_PROBLEMS AND TASKS_.
1) According to the assignment description, what kinds of statements make up the C-- language?
2) In the assignment description, reproduce the part that opens with the words "<identifier> '=' <expression>" and closes with "are legal assignments.", switching "plus signs" to "plus symbols".
3) Condense the paragraph of the assignment description beginning "For programming assignment 2" into a shorter version that keeps its main facts.

_DOCUMENT EXCERPT_.
* * *

Department of Computer Science

University of San Francisco

CS 112

Interpreter Project
Prelim. Structure Chart due Monday, Sept. 13
Program Part A Due: Sunday, Sept. 19, Midnight
Complete Program Due: Sunday, Sept. 26, Midnight

For programming assignment 2, you should write an interpreter for C-- (C minus-minus) language. An interpreter is a program that reads and executes the statements in another program.  The C-- language is a very primitive language, it consists only of assignment statements. Assignment statements have the form

<identifier> '=' <expression> ';'

Expressions in C-- are just identifiers and integer literals separated by plus signs. So

y44 = 33 + 45;

zzz = 34567+  555 + y44;

are legal assignments.

* * *

Point annotation records:

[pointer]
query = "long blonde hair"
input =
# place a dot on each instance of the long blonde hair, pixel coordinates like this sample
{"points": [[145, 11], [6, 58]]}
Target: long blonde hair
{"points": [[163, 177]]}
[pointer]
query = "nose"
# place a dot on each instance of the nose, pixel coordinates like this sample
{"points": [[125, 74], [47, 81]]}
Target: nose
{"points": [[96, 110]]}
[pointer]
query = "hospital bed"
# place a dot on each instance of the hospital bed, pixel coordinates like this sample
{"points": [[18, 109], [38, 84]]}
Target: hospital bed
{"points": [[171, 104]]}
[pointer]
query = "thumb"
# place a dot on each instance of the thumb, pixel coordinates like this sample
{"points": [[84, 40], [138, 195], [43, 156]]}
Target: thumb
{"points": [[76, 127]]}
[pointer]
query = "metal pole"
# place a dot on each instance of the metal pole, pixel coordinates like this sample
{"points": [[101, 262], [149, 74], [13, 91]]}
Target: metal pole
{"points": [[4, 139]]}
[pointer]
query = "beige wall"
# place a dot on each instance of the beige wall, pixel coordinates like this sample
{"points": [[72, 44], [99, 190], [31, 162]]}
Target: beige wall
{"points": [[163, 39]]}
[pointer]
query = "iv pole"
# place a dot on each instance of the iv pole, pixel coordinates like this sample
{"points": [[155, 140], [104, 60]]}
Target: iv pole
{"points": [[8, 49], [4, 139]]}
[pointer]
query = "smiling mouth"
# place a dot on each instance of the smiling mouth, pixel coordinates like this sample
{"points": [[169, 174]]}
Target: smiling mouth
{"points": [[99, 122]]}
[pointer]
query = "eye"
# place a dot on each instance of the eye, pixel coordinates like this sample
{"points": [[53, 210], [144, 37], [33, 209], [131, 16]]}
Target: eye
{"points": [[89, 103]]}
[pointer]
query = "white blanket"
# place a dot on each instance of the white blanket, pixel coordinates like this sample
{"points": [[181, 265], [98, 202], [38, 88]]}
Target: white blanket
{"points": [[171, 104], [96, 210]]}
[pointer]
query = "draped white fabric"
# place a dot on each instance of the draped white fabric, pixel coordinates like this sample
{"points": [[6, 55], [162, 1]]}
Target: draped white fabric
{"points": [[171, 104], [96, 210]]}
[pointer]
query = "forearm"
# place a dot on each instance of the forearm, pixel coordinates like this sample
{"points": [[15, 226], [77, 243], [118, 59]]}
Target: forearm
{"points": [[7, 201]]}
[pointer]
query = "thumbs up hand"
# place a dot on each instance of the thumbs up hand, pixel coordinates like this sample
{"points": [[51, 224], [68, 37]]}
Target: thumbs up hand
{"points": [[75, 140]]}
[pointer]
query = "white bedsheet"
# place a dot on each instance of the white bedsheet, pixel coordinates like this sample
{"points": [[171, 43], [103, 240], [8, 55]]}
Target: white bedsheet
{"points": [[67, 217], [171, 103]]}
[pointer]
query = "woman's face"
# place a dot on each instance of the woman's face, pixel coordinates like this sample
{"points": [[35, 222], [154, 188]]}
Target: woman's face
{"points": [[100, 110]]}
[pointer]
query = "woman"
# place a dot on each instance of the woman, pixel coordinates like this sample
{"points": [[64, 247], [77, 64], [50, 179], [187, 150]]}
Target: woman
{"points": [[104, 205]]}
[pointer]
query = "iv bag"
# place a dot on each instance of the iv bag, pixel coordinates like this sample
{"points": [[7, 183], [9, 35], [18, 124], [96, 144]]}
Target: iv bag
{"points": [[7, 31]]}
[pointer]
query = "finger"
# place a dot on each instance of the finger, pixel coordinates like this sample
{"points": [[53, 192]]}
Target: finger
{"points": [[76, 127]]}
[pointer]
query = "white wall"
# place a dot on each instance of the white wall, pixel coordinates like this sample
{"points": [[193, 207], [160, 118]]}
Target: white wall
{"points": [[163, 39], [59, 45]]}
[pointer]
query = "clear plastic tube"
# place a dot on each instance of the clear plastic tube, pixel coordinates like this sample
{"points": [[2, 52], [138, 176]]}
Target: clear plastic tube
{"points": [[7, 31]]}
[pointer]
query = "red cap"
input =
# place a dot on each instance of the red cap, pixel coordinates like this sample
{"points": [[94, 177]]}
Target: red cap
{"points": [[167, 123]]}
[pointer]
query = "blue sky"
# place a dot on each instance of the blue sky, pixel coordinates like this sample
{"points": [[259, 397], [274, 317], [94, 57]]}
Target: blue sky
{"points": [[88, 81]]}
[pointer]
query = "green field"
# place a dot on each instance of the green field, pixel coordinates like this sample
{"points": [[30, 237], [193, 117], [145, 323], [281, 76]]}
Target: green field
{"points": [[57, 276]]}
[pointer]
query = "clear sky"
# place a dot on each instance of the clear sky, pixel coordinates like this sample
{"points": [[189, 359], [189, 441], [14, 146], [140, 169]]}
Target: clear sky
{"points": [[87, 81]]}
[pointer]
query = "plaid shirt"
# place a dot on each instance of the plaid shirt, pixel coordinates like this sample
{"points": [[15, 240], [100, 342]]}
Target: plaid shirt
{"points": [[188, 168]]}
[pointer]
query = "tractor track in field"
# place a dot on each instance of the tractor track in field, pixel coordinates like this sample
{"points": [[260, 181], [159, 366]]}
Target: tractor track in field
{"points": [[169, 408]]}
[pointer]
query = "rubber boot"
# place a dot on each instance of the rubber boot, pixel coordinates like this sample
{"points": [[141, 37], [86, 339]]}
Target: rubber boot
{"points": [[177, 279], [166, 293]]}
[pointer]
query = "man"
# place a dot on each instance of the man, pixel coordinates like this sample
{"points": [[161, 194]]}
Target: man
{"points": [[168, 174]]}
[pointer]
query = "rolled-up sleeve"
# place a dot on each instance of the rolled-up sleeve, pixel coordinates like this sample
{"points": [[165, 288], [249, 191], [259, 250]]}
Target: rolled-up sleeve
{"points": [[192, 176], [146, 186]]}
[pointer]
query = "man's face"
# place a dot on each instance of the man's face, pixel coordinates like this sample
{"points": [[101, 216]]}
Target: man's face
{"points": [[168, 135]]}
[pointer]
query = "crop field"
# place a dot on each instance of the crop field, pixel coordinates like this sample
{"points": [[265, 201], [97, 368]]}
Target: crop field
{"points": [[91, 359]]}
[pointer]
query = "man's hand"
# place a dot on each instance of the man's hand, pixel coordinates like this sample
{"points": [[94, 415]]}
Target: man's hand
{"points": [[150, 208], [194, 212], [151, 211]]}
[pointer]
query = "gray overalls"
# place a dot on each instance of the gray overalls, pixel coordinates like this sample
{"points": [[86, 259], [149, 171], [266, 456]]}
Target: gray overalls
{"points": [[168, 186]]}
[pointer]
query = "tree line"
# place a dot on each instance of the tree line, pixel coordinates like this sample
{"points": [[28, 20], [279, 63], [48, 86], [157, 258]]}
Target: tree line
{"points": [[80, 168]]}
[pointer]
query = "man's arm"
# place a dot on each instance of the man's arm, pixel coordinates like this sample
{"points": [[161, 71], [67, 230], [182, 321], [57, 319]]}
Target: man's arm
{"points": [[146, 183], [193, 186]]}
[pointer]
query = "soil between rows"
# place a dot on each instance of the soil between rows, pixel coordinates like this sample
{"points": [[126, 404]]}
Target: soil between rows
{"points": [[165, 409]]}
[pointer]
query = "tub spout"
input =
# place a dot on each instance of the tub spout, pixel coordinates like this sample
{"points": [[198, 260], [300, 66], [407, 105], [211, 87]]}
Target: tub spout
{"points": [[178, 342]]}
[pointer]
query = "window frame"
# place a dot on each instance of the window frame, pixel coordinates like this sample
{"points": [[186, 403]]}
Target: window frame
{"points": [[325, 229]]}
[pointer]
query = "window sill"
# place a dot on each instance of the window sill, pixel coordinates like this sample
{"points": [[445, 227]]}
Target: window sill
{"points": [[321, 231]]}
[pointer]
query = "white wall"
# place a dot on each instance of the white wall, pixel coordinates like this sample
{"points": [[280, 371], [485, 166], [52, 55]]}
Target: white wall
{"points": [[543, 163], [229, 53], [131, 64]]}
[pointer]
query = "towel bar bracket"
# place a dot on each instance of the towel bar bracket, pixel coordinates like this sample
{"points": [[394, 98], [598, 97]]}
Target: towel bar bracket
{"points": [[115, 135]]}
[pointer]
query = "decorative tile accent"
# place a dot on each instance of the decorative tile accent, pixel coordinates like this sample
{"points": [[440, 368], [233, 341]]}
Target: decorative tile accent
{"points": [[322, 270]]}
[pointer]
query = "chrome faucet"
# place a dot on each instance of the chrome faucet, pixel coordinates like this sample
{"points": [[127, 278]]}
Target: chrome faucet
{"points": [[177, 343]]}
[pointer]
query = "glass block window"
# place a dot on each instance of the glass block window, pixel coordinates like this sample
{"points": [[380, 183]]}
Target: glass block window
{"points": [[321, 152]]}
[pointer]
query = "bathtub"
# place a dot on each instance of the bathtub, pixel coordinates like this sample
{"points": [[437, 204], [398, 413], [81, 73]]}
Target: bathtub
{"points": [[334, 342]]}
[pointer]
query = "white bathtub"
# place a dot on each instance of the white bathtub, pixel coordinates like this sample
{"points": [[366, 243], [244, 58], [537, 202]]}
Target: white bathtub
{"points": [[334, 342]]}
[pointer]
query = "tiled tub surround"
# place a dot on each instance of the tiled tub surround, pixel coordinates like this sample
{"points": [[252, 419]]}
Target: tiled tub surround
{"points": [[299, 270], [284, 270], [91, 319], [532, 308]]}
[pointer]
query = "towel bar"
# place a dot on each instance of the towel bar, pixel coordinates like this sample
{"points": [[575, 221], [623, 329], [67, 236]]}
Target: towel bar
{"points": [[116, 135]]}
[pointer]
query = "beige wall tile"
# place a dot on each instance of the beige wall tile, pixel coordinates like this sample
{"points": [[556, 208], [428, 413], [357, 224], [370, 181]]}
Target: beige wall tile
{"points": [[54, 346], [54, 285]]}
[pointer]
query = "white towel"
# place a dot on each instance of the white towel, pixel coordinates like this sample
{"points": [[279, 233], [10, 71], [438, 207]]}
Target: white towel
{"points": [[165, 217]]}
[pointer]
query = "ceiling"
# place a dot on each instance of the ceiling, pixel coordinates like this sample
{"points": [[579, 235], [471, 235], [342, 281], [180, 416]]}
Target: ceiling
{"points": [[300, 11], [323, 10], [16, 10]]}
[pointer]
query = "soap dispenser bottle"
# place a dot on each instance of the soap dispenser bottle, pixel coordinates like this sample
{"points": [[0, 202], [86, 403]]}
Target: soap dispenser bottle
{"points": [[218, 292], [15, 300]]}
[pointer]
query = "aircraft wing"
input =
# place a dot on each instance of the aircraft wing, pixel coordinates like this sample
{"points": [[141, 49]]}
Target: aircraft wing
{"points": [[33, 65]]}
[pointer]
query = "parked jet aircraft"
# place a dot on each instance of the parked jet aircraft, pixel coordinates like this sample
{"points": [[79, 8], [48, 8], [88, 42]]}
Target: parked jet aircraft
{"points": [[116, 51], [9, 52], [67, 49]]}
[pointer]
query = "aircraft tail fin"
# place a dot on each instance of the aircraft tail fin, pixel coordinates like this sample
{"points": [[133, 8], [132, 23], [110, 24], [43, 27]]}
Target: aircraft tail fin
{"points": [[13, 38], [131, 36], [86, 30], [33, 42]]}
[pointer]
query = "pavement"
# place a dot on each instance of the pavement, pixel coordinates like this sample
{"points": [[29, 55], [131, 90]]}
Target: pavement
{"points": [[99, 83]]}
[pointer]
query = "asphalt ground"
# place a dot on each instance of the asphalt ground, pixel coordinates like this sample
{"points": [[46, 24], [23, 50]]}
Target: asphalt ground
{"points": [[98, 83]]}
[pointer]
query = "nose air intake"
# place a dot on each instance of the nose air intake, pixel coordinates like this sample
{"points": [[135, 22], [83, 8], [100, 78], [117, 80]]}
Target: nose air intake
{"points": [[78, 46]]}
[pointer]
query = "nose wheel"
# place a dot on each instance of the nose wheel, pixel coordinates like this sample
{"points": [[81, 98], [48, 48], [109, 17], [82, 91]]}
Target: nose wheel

* * *

_CORRECT ANSWERS_.
1) Only assignment statements.

2)
<identifier> '=' <expression> ';'

Expressions in C-- are just identifiers and integer literals separated by plus symbols. So

y44 = 33 + 45;

zzz = 34567+  555 + y44;

are legal assignments.

3) Programming assignment 2 requires writing an interpreter, a program that reads and executes another program's statements, for the C-- (C minus-minus) language. C-- is very primitive and consists only of assignment statements.